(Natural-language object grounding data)

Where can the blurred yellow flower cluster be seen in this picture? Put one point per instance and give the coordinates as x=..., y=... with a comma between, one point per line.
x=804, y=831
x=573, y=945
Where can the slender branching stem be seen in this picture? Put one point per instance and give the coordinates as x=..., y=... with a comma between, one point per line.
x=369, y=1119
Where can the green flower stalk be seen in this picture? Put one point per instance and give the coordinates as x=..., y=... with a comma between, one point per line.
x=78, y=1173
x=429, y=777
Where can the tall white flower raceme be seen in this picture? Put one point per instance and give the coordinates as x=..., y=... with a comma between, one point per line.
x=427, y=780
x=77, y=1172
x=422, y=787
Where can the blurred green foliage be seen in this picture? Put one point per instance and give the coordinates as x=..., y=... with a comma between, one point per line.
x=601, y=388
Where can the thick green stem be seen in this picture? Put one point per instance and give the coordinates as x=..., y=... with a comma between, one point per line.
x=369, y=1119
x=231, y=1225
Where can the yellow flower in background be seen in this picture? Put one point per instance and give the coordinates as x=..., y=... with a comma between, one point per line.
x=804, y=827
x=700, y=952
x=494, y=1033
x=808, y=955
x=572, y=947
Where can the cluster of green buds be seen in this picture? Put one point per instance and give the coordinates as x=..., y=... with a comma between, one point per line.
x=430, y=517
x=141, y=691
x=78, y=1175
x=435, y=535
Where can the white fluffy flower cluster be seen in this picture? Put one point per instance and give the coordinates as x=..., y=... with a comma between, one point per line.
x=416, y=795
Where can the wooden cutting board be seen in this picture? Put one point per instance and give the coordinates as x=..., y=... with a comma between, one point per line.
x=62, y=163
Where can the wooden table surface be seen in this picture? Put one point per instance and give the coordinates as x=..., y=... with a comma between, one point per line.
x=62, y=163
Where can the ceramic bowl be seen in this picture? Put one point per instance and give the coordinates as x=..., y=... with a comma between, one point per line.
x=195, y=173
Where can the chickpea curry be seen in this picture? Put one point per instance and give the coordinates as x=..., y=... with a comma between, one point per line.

● PROBLEM
Copy exactly the line containing "Where can the cluster" and every line after it, ending with the last line of the records above.

● YOUR SOLUTION
Where can the cluster of green buds be seen in this picture? Put one point per instance and give the coordinates as x=..., y=... with a comma between, one point per line.
x=430, y=517
x=141, y=691
x=78, y=1175
x=435, y=535
Where can the white fluffy flower cluster be seen in this picture? Put one point per instance and give the coordinates as x=..., y=... with a comma between, one point per line.
x=416, y=795
Where can the wooden cutting board be seen in this picture? Put one point per instance and give the coordinates as x=..., y=... with a comma between, one point per line.
x=62, y=163
Where can the wooden table surface be seen in this picture? Put one point per instance and give the coordinates as x=..., y=... with a comma between, one point per line.
x=62, y=163
Where can the ceramic bowl be seen in this picture? Put one point per instance and give the coordinates as x=..., y=... with a comma between, one point per line.
x=195, y=173
Where can the chickpea curry be seen in this picture? Put one point per instance and give the coordinates as x=..., y=... with a comma between, one point per line.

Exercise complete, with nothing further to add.